• Set task: Copy the rows below word for word, from the first line through the line containing "column 443, row 622". Include both of those lines.

===

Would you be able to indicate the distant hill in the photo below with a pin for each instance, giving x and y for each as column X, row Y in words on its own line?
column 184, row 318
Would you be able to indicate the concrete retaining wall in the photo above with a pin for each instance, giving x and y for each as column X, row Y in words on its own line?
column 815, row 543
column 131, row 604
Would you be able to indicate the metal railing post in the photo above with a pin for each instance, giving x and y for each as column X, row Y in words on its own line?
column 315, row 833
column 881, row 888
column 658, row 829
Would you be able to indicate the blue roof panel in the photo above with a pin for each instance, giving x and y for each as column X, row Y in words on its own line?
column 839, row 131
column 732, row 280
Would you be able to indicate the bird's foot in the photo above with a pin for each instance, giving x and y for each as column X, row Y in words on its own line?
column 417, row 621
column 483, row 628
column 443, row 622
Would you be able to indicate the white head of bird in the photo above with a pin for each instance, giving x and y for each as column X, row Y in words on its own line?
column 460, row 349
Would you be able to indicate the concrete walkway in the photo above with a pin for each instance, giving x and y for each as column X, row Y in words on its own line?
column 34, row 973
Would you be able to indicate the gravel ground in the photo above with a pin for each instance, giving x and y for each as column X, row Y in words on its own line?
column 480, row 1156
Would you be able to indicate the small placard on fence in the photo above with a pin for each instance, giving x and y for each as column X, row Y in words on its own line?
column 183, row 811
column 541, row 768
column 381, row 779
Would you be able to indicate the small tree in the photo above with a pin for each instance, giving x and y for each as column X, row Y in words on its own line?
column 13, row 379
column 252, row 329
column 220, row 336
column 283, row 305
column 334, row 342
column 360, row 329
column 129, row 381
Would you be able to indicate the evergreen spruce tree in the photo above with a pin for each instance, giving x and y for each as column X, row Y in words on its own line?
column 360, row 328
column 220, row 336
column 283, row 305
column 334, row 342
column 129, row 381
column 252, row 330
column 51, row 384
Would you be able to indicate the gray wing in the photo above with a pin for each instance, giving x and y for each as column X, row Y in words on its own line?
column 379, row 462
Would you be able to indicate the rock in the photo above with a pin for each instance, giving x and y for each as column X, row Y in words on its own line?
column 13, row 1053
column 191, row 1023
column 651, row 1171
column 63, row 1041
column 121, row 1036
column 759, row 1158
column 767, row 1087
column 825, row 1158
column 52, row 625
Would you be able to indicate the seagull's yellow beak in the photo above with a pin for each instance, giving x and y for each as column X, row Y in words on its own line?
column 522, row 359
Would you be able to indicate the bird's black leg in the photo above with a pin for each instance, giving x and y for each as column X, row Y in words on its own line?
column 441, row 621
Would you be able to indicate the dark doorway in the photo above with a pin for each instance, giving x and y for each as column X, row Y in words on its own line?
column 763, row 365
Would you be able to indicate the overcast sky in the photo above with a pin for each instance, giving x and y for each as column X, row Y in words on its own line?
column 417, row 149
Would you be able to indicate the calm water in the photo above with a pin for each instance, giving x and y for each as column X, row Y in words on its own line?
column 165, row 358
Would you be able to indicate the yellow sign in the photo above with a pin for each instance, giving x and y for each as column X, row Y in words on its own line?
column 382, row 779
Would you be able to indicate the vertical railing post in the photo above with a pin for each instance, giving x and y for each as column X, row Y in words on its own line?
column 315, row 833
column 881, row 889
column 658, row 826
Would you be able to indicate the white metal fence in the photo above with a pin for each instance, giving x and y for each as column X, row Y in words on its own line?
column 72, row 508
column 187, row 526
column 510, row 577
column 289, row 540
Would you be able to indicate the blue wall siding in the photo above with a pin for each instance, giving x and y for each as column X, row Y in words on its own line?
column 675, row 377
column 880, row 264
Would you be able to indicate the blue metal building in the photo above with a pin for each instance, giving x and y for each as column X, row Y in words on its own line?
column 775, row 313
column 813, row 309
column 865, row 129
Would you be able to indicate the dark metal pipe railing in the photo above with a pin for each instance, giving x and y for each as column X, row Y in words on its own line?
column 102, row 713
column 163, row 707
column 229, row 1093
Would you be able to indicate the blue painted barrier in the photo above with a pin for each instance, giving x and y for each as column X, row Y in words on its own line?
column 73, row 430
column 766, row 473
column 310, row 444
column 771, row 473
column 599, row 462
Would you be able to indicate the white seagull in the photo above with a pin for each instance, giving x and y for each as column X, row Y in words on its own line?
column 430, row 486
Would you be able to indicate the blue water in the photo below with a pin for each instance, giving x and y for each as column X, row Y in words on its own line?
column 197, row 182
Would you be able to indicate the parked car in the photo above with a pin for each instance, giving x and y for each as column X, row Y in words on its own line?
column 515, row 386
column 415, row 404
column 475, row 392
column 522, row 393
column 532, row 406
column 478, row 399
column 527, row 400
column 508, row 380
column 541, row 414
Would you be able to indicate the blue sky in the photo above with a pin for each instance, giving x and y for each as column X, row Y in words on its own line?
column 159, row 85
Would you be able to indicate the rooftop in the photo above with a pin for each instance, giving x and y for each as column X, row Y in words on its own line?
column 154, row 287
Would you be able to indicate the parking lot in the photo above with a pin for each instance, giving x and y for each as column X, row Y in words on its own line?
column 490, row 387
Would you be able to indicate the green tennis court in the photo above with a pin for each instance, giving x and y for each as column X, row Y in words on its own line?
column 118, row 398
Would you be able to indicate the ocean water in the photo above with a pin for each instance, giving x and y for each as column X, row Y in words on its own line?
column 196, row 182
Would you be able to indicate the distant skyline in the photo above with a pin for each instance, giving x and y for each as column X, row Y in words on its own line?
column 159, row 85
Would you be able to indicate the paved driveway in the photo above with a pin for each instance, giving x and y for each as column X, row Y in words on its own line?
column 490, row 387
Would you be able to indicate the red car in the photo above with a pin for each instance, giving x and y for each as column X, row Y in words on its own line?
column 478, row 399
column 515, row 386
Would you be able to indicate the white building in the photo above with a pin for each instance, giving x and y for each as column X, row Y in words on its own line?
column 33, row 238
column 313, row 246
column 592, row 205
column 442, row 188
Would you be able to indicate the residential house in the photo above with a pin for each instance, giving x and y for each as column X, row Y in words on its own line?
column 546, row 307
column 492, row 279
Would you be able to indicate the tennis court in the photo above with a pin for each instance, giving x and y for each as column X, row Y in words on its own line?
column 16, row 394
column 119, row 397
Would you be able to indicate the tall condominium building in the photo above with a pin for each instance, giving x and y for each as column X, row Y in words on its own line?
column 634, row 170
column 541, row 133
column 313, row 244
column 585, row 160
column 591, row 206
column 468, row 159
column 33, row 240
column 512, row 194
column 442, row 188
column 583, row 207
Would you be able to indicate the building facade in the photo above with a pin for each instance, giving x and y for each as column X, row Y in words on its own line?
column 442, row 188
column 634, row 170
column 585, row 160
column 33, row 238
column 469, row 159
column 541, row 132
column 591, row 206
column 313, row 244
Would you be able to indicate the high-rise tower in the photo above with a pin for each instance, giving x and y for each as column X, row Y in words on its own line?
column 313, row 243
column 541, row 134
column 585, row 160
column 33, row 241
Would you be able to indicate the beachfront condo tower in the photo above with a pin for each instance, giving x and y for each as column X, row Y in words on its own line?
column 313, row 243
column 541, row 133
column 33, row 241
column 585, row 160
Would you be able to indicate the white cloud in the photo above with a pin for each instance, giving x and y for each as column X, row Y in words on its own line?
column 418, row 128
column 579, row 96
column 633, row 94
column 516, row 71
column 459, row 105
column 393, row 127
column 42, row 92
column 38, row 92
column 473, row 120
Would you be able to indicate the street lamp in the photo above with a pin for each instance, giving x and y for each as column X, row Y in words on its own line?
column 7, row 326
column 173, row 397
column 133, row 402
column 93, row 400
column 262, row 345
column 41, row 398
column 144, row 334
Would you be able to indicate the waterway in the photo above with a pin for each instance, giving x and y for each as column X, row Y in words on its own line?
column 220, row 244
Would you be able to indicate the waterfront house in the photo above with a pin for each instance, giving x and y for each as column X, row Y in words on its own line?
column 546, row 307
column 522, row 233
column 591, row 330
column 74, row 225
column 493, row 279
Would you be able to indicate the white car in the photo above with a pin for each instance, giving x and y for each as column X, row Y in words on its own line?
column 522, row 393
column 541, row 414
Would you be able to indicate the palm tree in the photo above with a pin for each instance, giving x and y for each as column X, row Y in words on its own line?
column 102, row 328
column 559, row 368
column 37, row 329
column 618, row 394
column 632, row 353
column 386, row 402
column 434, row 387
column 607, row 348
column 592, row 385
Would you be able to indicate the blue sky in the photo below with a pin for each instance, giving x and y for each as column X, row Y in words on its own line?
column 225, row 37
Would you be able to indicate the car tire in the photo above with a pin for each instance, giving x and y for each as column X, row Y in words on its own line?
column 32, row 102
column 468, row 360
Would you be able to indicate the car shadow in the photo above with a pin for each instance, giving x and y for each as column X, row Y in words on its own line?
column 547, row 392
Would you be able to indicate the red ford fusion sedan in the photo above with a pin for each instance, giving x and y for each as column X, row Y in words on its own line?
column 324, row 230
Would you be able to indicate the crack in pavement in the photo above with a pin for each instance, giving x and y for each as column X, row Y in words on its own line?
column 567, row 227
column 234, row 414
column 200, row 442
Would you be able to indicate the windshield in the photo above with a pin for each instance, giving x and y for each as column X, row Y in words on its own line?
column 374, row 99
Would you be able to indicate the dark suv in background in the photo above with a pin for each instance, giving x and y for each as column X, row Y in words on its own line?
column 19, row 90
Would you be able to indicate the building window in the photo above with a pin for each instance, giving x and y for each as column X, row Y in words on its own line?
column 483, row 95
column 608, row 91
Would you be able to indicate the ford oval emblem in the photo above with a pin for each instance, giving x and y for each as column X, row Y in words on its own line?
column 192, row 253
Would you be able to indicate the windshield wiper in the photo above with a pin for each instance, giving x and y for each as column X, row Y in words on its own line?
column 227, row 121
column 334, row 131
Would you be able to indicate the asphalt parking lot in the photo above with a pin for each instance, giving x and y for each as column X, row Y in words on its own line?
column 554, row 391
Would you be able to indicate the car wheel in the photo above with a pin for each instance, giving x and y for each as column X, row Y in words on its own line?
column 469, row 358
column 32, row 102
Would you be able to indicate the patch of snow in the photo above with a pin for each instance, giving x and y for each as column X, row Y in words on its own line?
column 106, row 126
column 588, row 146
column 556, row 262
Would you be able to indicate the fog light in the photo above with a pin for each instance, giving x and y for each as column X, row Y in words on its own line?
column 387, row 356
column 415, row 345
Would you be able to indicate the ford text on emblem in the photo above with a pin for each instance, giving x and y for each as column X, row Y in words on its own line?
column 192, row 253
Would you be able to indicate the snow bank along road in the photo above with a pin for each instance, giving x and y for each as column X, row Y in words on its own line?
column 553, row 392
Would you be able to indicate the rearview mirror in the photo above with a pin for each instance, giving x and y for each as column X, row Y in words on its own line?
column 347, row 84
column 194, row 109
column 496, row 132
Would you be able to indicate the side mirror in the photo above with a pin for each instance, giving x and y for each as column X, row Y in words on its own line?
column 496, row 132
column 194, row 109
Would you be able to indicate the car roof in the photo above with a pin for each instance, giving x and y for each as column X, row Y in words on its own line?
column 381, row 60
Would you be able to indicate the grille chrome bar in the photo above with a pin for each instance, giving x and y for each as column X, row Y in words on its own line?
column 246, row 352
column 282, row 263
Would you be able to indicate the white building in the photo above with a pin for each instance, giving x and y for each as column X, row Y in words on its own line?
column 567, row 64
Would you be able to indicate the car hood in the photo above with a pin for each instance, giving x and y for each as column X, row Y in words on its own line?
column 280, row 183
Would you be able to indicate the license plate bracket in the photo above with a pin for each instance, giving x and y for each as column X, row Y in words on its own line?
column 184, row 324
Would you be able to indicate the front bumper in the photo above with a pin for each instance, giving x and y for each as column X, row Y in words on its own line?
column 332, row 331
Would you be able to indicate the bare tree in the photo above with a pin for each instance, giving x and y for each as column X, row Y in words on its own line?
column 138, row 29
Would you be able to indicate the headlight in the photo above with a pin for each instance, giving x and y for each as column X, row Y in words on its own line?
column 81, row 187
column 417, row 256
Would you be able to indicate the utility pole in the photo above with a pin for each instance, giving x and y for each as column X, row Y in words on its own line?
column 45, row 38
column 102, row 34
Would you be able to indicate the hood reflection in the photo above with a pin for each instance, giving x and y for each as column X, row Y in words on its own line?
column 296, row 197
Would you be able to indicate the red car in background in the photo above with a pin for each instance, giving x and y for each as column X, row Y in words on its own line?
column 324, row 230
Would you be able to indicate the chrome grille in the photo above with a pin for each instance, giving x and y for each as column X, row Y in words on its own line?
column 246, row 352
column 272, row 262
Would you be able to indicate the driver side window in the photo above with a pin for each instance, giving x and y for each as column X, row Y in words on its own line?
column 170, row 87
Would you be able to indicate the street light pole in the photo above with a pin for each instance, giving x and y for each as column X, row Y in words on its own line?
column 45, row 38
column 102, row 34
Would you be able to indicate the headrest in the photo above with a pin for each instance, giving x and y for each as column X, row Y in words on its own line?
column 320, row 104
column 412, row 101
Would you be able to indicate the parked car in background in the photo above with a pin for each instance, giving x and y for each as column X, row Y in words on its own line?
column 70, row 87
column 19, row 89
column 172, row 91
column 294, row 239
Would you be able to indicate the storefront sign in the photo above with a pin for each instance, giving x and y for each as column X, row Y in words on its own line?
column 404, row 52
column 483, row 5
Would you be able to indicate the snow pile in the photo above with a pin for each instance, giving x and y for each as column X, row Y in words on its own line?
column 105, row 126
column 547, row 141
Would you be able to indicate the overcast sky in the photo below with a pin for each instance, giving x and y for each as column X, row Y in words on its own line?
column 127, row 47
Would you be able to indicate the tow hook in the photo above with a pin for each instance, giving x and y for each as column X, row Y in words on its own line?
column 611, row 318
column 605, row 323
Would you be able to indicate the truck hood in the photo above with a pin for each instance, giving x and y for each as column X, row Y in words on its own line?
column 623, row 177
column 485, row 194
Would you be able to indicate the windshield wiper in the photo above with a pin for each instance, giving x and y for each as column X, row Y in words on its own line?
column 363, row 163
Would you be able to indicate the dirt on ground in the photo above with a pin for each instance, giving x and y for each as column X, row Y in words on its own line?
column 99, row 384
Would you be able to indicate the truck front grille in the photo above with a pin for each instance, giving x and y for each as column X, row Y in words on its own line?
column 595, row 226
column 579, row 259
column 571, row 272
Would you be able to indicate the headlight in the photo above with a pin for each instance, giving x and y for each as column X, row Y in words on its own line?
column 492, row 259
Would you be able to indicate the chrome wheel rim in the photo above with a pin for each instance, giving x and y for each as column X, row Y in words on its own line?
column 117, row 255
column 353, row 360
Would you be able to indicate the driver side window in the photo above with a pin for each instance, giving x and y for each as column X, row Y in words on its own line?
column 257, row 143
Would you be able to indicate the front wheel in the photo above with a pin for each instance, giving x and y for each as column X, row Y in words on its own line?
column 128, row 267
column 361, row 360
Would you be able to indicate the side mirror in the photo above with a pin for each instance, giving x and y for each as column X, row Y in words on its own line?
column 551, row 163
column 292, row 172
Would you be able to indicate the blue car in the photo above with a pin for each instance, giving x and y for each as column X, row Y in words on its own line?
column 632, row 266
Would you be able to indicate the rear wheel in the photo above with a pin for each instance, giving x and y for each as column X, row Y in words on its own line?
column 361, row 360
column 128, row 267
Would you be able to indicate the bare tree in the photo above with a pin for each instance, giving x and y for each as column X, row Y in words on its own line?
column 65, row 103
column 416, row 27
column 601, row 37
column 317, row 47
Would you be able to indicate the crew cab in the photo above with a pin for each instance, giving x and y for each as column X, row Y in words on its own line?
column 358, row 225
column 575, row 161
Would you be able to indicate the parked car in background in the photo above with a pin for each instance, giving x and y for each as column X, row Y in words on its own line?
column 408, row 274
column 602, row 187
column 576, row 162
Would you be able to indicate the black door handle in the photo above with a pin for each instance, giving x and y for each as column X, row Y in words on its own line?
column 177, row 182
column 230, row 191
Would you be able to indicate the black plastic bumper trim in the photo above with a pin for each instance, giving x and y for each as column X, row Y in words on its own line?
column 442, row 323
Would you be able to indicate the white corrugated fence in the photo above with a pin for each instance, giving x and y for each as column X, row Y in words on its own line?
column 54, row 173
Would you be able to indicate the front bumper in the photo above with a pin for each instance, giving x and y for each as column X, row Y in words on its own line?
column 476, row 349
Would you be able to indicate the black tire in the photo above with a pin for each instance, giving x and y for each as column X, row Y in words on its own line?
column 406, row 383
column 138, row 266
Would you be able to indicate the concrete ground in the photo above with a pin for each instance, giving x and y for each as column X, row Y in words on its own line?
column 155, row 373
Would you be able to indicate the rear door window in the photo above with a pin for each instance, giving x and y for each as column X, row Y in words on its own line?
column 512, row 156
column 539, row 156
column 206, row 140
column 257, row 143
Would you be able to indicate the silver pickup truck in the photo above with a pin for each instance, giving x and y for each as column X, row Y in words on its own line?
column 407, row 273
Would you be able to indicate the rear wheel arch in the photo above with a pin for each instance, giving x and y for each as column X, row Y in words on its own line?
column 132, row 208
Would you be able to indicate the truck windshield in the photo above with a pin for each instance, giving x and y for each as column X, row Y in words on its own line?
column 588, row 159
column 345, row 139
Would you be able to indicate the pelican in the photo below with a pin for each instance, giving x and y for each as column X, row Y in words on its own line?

===

• Complete answer:
Would you be able to indicate the distant hill in the photo below with a pin for each instance, giving x and y for each as column X, row Y in words on its own line?
column 184, row 318
Would you be able to indicate the concrete retaining wall in the photo above with a pin for each instance, giving x and y for each as column X, row Y in words on its own line?
column 815, row 543
column 131, row 604
Would you be able to indicate the metal railing post in the photo above with a pin for each instance, giving x and y for each as column X, row Y in words on its own line?
column 315, row 833
column 881, row 888
column 658, row 829
Would you be able to indicate the blue roof panel in the photo above with a pin for each instance, giving x and y for each as column X, row Y in words on its own line?
column 839, row 131
column 732, row 280
Would you be able to indicate the bird's foot in the photo above with a pin for each instance, giving x and y for each as column X, row Y in words on its own line?
column 417, row 621
column 483, row 628
column 443, row 622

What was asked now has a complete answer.